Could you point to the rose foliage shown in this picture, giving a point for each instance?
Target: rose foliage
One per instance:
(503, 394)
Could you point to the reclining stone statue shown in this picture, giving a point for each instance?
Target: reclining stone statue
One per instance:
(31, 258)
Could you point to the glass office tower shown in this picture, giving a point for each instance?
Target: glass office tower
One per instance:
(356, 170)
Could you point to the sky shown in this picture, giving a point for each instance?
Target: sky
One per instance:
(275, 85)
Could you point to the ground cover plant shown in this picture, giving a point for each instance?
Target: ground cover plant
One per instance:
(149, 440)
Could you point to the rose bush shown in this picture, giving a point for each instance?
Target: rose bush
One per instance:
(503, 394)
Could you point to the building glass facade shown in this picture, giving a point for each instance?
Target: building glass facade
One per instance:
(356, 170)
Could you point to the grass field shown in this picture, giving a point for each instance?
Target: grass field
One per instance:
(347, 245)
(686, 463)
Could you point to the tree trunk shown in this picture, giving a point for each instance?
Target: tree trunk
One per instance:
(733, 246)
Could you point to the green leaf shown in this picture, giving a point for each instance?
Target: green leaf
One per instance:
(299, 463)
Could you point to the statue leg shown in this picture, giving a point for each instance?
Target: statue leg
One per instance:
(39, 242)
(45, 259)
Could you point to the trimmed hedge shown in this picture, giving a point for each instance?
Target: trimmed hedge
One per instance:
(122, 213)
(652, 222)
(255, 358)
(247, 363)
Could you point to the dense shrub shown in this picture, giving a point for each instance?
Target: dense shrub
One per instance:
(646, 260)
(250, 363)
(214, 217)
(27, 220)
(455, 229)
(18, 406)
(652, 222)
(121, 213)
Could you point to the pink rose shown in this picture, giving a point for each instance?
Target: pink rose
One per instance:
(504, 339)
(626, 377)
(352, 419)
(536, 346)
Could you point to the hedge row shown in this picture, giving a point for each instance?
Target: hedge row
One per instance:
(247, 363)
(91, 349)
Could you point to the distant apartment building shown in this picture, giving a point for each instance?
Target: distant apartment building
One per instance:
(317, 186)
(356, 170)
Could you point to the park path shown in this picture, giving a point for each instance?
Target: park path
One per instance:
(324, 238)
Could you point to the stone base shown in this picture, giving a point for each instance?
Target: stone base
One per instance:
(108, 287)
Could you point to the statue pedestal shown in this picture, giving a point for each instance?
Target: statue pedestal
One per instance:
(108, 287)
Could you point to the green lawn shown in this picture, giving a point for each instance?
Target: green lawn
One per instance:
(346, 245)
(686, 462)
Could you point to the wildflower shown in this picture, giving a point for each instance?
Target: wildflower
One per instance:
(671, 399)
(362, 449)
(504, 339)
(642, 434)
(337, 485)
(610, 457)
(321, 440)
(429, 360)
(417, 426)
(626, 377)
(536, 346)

------------------------------------------------

About this task
In your answer, repeat each line of the material word for word.

Answer section
Could you point to the rose foliage shown in this picture, giving a point for each instance?
Target: rose foliage
One per instance:
(503, 394)
Could you point to the reclining stone statue shown in this picture, giving a point for each instance?
Target: reclining stone statue
One per instance:
(31, 258)
Could you point to the glass office tower shown in this picture, giving a point for each instance?
Target: glass office tower
One per instance:
(356, 170)
Could you point to the sky shown in this picture, giving a point for each instance?
Target: sky
One per instance:
(275, 85)
Could you point to the ground cover plant shown in this picture, giving a point for each instance?
Target: ground cover plant
One per instance:
(149, 440)
Could you point to the rose bush shown in this picture, giving a point for each instance?
Target: rose bush
One per instance:
(503, 394)
Could you point to the building glass facade shown in this picture, giving a point for each instance?
Target: building glass facade
One per instance:
(356, 170)
Could you point to the grass field shown in this picture, giving a point for each instance?
Target: grass field
One per instance:
(347, 245)
(686, 463)
Could you point to the tree trunk shown in this picture, giving a point for each instance?
Target: tree trunk
One per instance:
(733, 246)
Could you point to the green leaf shown in this picture, giving a point for each instance?
Target: green leaf
One per instance:
(299, 463)
Could you point to the statue leg shown in this picture, giving a point for each instance?
Target: statue leg
One per instance:
(39, 242)
(45, 259)
Could you point to the trimmed hedge shown in this picture, giving a point for each instance?
Target: trimmed hedge
One per instance:
(122, 213)
(652, 222)
(255, 358)
(247, 363)
Could you point to the dense shrub shown in this picture, giving a point for each instance?
Target: dense shrub
One per instance:
(646, 260)
(250, 363)
(214, 217)
(27, 220)
(455, 229)
(18, 406)
(652, 222)
(121, 213)
Could you point to the pink rose shown in this picture, giving a point for each instance?
Target: pink rose
One per instance:
(504, 339)
(626, 377)
(352, 419)
(536, 346)
Could you point to the hedge row shown in this picture, giving a point for each instance?
Target: hedge row
One per instance:
(247, 363)
(91, 349)
Could you point to the distant apartment building shown in this picture, giving a point for each instance?
Target: distant apartment building
One per instance:
(317, 186)
(356, 170)
Could you point to the park path shown in this picture, giving a point for each instance?
Target: park path
One per instance:
(324, 238)
Could you point to the stone base shown in this picture, giving a point for each instance?
Target: stone base
One per instance:
(108, 287)
Could you point to the statue pedestal shown in this picture, giving a point for each instance?
Target: statue pedestal
One per instance:
(108, 287)
Could you point to the green lawn shown in this picture, giving a point for each instance?
Target: green lawn
One per instance:
(346, 245)
(686, 462)
Could you point to the wildflower shown in this picture, giving a point for each instance?
Target: wildflower
One per instance:
(671, 399)
(362, 449)
(504, 339)
(642, 434)
(337, 485)
(610, 457)
(321, 440)
(429, 360)
(417, 426)
(626, 377)
(536, 346)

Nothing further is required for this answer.